= DOCUMENT PASSAGE =

Foreign subsidiaries that rely on Korean statutory accounts for group consolidation, regulatory filings and tax compliance face a compressed preparation window, this guide provides the step‑by‑step roadmap, sample disclosure language and practical checklists needed to stay ahead.

Executive Summary, What Foreign Companies Must Do Now

  • Assess impact immediately. K‑IFRS 1118 redefines operating profit, introduces mandatory disclosure of management‑defined performance measures (MDPMs) and restructures the income statement into three new categories, operating, investing and financing. Every entity reporting under K‑IFRS must restate comparative periods and update internal KPI definitions.
  • Prepare for FSS pre‑disclosure. Following the FSS guidance issued in April 2026, listed companies and large unlisted entities are expected to disclose, in advance of mandatory adoption, how the new standard will affect their financial statements. Preparers should begin drafting narrative and quantitative reconciliations now.
  • Coordinate with parent groups and tax advisers. Reclassifications under K‑IFRS 1118 do not, by themselves, change taxable income, but they may trigger tax authority queries and require updates to transfer‑pricing documentation. Foreign subsidiaries must ensure local statutory packs reconcile cleanly with group reporting packs under the parent’s IFRS 18 timeline.

What Is K‑IFRS 1118? Key Changes to Financial Statement Presentation

K‑IFRS 1118 is the Korean adoption of IFRS 18, issued by the Korean Accounting Standards Board (KASB) to replace K‑IFRS 1001 (Presentation of Financial Statements). Its objective is to standardise profit presentation so that investors receive more comparable, decision‑useful information across companies and industries.

The core changes fall into three areas:

  • Structured income statement. The statement of profit or loss must now present three defined categories, operating, investing and financing, with required subtotals for operating profit and profit before financing and income taxes. This replaces the previous approach where the definition and placement of operating profit varied by entity.
  • Defined operating profit. Operating profit is residually determined: it includes all income and expenses that are not classified as investing or financing. Certain items previously buried within operating profit (e.g., share of profit of associates, fair‑value gains on non‑operating investments) must now be reclassified to the investing category.
  • Management‑defined performance measures (MDPMs). Where companies use non‑GAAP measures such as “adjusted EBITDA” or “core operating profit” in public communications, K‑IFRS 1118 requires those measures to be disclosed in the notes with a reconciliation to the nearest K‑IFRS‑defined subtotal.
  • Enhanced disaggregation. Entities must disaggregate line items more granularly, guided by the standard’s new “useful grouping” principle, and provide clearer labelling so that mixed‑function expenses are transparent.

In practical terms, a Korean income statement prepared under the old standard might show a single “operating profit” line that included equity‑method gains on associates. Under K‑IFRS 1118, that same line must exclude those gains, they move to the investing category, potentially lowering the reported operating profit figure while leaving net income unchanged.

= DATA BLOCK =
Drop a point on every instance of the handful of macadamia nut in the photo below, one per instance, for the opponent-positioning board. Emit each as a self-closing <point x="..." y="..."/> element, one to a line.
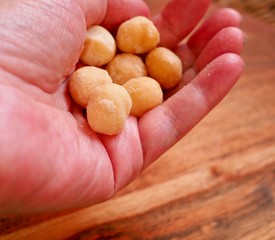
<point x="123" y="74"/>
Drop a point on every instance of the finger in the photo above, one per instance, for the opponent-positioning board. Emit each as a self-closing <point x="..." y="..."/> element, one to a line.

= WRITTEN TASKS =
[1] According to the K-IFRS 1118 guide, which standard does K-IFRS 1118 replace?
[2] Retype a portion of the K-IFRS 1118 guide word for word: begin at the words "Foreign subsidiaries that" and stop after the words "to stay ahead.".

= SOLUTIONS =
[1] K-IFRS 1001 (Presentation of Financial Statements).

[2]
Foreign subsidiaries that rely on Korean statutory accounts for group consolidation, regulatory filings and tax compliance face a compressed preparation window, this guide provides the step‑by‑step roadmap, sample disclosure language and practical checklists needed to stay ahead.